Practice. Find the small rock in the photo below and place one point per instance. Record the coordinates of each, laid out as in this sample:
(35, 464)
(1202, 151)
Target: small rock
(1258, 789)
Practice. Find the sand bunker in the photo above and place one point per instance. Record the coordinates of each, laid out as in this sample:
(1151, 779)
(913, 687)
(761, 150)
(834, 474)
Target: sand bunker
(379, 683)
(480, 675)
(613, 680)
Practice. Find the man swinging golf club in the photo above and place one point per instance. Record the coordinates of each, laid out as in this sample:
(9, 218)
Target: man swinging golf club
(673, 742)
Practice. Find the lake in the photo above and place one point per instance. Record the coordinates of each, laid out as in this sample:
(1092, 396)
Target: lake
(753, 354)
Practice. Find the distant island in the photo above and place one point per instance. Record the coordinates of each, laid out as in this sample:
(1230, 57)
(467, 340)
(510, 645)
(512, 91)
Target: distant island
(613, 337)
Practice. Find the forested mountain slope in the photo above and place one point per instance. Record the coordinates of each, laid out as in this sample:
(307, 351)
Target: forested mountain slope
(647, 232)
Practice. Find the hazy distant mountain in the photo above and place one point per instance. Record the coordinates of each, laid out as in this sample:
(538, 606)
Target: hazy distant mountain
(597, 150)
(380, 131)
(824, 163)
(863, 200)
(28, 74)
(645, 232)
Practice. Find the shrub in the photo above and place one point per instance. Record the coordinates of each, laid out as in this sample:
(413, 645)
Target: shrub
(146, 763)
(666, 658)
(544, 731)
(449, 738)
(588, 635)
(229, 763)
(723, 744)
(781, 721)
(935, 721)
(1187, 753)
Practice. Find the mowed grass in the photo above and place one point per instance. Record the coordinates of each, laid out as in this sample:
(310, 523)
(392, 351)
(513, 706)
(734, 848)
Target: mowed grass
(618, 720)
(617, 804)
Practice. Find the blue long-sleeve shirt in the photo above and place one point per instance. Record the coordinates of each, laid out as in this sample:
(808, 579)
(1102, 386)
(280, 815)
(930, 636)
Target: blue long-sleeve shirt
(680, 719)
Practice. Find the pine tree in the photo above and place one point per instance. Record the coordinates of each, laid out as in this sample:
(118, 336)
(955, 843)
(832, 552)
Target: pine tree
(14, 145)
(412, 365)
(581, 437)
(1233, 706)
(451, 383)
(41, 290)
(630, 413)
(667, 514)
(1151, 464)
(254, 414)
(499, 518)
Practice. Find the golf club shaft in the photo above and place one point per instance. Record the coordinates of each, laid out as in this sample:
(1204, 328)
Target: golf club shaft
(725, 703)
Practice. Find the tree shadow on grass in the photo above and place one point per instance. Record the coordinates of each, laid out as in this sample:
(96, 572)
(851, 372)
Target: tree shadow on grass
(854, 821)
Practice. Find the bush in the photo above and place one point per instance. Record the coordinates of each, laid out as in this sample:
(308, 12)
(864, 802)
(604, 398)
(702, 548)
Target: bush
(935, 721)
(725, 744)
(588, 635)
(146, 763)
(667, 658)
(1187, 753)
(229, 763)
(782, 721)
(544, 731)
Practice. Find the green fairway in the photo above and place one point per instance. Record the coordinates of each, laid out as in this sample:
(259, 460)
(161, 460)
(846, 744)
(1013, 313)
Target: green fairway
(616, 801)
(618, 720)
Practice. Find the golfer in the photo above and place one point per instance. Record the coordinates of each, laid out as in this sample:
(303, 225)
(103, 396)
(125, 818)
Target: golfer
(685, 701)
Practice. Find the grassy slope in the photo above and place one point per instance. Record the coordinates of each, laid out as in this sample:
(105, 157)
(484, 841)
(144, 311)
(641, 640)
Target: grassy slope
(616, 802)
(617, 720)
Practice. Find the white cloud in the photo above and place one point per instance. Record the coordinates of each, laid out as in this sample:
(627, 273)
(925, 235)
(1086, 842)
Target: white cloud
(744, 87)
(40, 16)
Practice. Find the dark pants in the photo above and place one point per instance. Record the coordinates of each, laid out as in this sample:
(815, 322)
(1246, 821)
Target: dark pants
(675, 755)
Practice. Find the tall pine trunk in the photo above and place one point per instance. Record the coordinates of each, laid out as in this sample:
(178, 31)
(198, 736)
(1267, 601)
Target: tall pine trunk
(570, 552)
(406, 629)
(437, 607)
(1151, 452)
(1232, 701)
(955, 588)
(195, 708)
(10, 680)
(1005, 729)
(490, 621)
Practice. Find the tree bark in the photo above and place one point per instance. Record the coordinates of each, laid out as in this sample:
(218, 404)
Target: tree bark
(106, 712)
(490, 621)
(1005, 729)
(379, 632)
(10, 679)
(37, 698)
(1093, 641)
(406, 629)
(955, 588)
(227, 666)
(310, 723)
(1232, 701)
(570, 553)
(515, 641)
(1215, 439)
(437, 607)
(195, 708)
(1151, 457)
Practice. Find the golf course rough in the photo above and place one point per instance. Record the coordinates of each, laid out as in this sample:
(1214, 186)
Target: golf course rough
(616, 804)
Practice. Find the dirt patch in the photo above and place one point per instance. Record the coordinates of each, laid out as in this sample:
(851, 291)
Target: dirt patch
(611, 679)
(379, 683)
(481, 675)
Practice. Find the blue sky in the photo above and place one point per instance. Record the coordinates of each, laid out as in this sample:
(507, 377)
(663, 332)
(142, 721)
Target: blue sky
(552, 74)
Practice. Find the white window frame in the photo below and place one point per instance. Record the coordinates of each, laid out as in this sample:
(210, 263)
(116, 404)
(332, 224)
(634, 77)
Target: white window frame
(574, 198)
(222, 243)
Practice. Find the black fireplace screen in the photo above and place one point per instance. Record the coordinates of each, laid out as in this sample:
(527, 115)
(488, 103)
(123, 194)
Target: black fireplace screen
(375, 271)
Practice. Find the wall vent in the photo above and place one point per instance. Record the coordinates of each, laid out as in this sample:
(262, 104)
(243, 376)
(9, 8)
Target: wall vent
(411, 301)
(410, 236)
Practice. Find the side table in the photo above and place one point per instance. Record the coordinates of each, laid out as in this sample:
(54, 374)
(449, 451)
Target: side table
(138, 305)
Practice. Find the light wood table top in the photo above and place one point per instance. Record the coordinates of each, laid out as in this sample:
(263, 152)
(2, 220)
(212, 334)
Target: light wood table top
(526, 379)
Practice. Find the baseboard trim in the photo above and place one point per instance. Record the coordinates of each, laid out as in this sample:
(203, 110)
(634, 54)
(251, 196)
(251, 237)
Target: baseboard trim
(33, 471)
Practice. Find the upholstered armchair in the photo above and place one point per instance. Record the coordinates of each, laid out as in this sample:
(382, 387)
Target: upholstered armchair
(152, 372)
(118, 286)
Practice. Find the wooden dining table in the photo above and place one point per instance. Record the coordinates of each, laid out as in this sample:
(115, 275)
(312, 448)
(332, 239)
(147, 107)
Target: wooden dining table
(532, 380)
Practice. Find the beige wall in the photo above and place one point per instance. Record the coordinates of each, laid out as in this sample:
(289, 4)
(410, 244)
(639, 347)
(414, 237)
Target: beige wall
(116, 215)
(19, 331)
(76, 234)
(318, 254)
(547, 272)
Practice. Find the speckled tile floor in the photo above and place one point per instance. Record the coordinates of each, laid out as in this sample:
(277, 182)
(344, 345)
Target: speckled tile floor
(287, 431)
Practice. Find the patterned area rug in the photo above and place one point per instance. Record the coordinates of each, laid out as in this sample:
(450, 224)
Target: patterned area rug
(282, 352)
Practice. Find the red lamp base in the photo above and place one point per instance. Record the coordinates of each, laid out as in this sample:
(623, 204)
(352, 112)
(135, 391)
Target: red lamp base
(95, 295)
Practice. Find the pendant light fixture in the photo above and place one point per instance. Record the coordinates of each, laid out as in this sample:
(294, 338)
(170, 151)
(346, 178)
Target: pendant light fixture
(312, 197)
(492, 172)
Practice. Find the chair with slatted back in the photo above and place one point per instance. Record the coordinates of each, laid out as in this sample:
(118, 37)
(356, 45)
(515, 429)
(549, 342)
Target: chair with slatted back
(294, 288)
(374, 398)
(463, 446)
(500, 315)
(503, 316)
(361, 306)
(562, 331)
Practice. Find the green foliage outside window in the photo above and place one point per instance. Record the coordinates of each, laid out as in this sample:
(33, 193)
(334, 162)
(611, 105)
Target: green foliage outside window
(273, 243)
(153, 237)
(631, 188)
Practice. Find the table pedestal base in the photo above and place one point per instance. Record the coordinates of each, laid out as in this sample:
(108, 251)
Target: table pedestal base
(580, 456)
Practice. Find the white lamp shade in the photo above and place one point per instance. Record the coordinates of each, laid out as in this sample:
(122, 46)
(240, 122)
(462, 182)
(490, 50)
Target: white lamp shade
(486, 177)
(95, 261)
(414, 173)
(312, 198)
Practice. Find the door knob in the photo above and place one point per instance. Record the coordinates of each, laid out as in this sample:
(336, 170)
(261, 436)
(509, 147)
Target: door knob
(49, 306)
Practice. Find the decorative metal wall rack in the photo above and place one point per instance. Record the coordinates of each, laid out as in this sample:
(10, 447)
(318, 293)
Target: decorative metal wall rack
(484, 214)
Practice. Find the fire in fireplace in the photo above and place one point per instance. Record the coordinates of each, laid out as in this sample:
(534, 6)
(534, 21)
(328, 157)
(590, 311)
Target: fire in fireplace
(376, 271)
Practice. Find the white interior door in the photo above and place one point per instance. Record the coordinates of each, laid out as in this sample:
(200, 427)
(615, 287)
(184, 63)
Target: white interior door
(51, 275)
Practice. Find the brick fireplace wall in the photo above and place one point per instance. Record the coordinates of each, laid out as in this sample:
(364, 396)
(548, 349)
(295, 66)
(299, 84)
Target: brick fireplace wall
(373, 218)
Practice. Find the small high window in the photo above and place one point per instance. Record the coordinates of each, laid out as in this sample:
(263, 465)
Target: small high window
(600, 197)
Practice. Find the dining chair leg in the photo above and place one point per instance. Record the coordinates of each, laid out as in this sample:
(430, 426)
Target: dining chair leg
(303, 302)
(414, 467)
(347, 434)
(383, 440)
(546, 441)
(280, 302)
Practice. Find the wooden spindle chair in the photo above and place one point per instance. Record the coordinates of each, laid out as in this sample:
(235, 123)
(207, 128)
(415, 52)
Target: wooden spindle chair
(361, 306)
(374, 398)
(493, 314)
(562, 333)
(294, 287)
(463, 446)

----------------------------------------

▶ What is needed: Look above for the line holding "(1246, 821)" and the line holding "(1267, 601)". Retype both, and every line between them, word for word and nothing else.

▶ Expected answer:
(1246, 821)
Target: dark pants
(675, 755)
Practice. Find the tall pine trunk in the photo above and place one point per instance. Record the coordinates of each, laid out as in this sample:
(178, 31)
(198, 736)
(1267, 601)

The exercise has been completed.